Sleep disorders are disturbingly common. Approximately one-third of U.S. adults self-report insufficient sleep, according to the CDC. Sleep disorders often accompany heart disease, obesity, depression, Type 2 diabetes, and other chronic diseases and conditions, When a physician suspects a patient may have a sleep disorder, the standard test is polysomnography, aka a sleep study. Usually done at a sleep center or a hospital, a sleep study requires that you sleep during your normal sleeping time, so typically that means an overnight hooked up to sensors that monitor your brain waves, blood oxygen saturation, heart rate, respiration rate, and eye and leg movement. The entire process can be inconvenient at best for many patients, who would prefer to spend the night sleeping in their own bed.
London, England-based Acurable’s AcuPebble SA100 is an at-home sleep testing platform that promises to improve sleep studies and make them more convenient. The AcuPebble is a non-invasive wearable device that patients can use without an overnight stay in a hospital or sleep center. Patients use it by removing an adhesive cover and attaching the small hockey-puck shape device to their neck before they go to bed for the night. During the night, the AcuPebble’s acoustic sensor detects and records the sounds from the patient’s cardiac and pulmonary systems. It sends the data to an app running on an associated smartphone. The smartphone then transfers the data to the cloud, where algorithms analyze the data to detect issues such as obstructive sleep apnea (OSA), asthma, epilepsy, chronic obstructive pulmonary disease (COPD), and pneumonia. The platform generates a detailed sleep report and transmits the report to the patient’s medical professionals.

⁂

## Using the information
- a) From the text above about at-home sleep testing, list every health problem that the cloud algorithms analyze the data to detect.
- b) Write the next paragraph of the text about at-home sleep testing, picking up right after its last sentence.

⁂

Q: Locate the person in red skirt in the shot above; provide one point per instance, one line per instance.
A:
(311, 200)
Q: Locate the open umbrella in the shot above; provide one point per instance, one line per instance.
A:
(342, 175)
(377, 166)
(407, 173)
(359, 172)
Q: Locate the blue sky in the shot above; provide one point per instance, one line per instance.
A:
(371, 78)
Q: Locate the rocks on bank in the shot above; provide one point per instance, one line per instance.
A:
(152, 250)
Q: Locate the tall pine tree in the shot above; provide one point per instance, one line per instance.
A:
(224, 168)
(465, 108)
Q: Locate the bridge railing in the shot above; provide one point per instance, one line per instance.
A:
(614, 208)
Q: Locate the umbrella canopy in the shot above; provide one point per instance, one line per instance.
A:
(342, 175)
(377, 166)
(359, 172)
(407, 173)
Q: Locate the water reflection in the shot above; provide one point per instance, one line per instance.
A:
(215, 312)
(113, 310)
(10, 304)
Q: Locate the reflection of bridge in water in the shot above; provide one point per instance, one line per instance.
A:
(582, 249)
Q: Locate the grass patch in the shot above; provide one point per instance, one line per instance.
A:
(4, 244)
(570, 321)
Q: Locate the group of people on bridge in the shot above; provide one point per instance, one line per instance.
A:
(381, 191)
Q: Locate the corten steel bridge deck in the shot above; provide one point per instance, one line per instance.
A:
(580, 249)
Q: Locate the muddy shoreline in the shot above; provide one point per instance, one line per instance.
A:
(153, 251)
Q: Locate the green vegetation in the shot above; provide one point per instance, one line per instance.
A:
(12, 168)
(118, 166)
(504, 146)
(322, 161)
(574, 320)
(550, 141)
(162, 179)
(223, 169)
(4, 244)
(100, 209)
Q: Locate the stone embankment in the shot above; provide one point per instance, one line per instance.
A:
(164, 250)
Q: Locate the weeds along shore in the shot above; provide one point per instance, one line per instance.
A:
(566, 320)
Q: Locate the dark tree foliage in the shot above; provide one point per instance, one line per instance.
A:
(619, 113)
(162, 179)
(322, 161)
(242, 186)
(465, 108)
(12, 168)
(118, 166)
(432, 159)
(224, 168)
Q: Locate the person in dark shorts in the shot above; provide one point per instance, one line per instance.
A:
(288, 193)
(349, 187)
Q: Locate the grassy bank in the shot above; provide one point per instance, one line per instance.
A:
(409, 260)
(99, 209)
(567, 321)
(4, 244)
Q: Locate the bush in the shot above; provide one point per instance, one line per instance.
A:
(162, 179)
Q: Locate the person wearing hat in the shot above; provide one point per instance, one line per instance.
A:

⁂

## Exercise answers
- a) obstructive sleep apnea (OSA), asthma, epilepsy, chronic obstructive pulmonary disease (COPD), pneumonia

- b)
Acurable has both a CE mark to allow sales in Europe and FDA 150(k) clearance in the U.S., according to the company. Acurable reports two clinical tests for the AcuPebble SA100 in which the wearable device was more than 90% accurate compared with polysomnography software and at-home multi-channel polygraphy. After an initial release in the UK and Spain in 2021, Acurable recently obtained funding to expand its marketing to Europe and North America. We look forward to reading peer-reviewed studies with further measures of the platform’s accuracy.